### Source passage
Wednesday, September 13, 2006
I am a Venezuelan doctor....
I'm sure if you've talked to me in the past month I've told you that I am now a Venezuelan doctor. There's a relatively long story behind this, but I'll try to keep it to a minimum. The entire Venezuelan experience was quite eye opening....................as much as I wanted to shut them. Keep in mind all of these events happend right here in our nations capital. This also doubles as PanAm Part 3.
So last time we left off I was about to tell you what kind of culture shock came when the track and field segment of the PanAm games began. Each country/team had a tent or tents set up for their athletes to congregate under between events to keep out of the sun and relax during the day. Since there were only four teams, the tents were lined up on one side of the track side by side. I parked my gator between the US tent and the Venezuela tent. Not paying much attention to the uniforms of anyone I went about my business. Set up the water, ice, checked with officials and such. Came back over to the tent side and the first heat for track events was being called. I look towards the starting line and my eyes nearly bugged outta my head. A girl from Venezuela had her ass (literally) hanging out of her shorts. The shorts were cut so unbelieveably short that she had no choice but to wear them as a thong so that they only covered the top half of her butt, and not any portion of the lower half........it was just hanging out there for the world to see. This was shocking to say the least as the US, Mexico, and Canada girls all had regular shorts on. I thought, perhaps this was just one girl whose shorts didn't fit right or something. I decided to investigate further, so I went in search of more Venezuelan girls. To my amazement each and everyone had on these thong-shorts. Little girls, age 10-16ish. Could not believe it. I had to confer with someone else. I made my way over to the Canadian tent to ask one of their Athletic Trainers what he thought. He was too standing in amazement as I approached him and asked "do you see what I see?" "Unreal," was his reply. My next thought was to see the reaction of the Venezuelan coaches. Surely they would think this was inappropriate dress and try to cover the children. Ah, but I was so wrong. I find a coach talking to a girl before a race with nothing to indicate that there was any sort of problem with the uniform. The entire team standing around with their little buns hanging out for the world to see. The boys, mind you, were wearing wrestling style singlets. None of their parts were hanging out for the world to see (not to say that a singlet leaves anything to the imagination).

### Supplied information
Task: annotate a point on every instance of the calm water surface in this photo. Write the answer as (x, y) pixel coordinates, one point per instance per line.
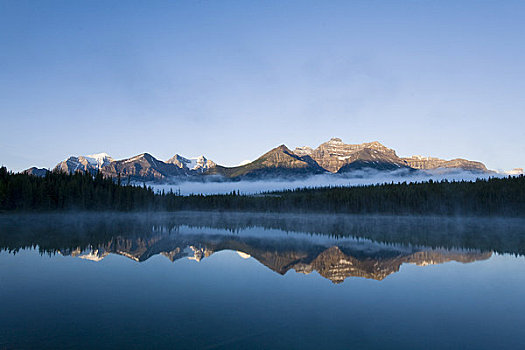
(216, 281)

---

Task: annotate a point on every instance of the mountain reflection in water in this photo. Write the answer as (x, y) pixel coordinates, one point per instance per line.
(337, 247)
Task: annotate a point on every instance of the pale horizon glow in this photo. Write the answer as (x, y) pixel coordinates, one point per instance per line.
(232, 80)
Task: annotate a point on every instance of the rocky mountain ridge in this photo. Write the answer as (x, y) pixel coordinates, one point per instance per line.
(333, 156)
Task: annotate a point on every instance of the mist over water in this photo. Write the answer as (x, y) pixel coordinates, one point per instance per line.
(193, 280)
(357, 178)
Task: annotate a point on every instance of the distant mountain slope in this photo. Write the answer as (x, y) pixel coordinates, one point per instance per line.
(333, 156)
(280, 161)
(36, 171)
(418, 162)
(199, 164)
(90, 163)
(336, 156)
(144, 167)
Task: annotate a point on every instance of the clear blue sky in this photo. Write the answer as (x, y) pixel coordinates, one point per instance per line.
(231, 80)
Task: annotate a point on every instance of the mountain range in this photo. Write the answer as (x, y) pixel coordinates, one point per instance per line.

### Exercise instructions
1. From the PanAm games post, transcribe the passage starting with "I'm sure if" and going on through "PanAm Part 3.".
2. Write the next part of the PanAm games post, picking up right after its last sentence.

### Responses per task
1.
I'm sure if you've talked to me in the past month I've told you that I am now a Venezuelan doctor. There's a relatively long story behind this, but I'll try to keep it to a minimum. The entire Venezuelan experience was quite eye opening....................as much as I wanted to shut them. Keep in mind all of these events happend right here in our nations capital. This also doubles as PanAm Part 3.

2.
I'll have to say that the worst part of the entire situation was when one of the Venezuelan boys had his singlet top down around his waist because he was trying to cool off. Did not look inappropriate in the slightest; however, an official came over and told him that he could not have the top down, that he must keep it on at all times. This, and yet the girls could walk around with their buns hanging out. I just don't get it.
Now on to how I became a Venezuelan doctor. So, each of the teams had their own medical staff of some sort. The US had myself and Lonnie, the Canadians had an physiotherapist and two athletic therapists (that's a Canadian Athletic Trainer), and Mexico had a doctor. Venezuela, however, had nobody. Inevitably, I became their medical staff. Thankfully there weren't many of them and none of them were hurt badly, but nonetheless, anytime they needed something they would come to me and say, "doctor, doctor." They would bring me to the injured athlete and say, "doctor, doctor." I would help the athlete with whatever the problem was and be on my way. This went on for two days, thus dubbing me "Venezuelan doctor." I thought this could be a viable career option for me somewhere in the future :) Until then I'll keep my fingers crossed for Biomedical Writer for Lockheed Martin or the Residency Coordinator for Opthomology at GWMFA.